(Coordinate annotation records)
▼

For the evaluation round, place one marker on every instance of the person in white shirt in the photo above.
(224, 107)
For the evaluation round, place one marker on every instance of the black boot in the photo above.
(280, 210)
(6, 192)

▲

■ Written task:
Return every line exactly.

■ Result for this exercise:
For the evaluation round, place one marker on every instance of the person in white shirt in the photo above.
(224, 107)
For the evaluation round, place one marker on every instance of the black boot in the photo above.
(280, 210)
(6, 192)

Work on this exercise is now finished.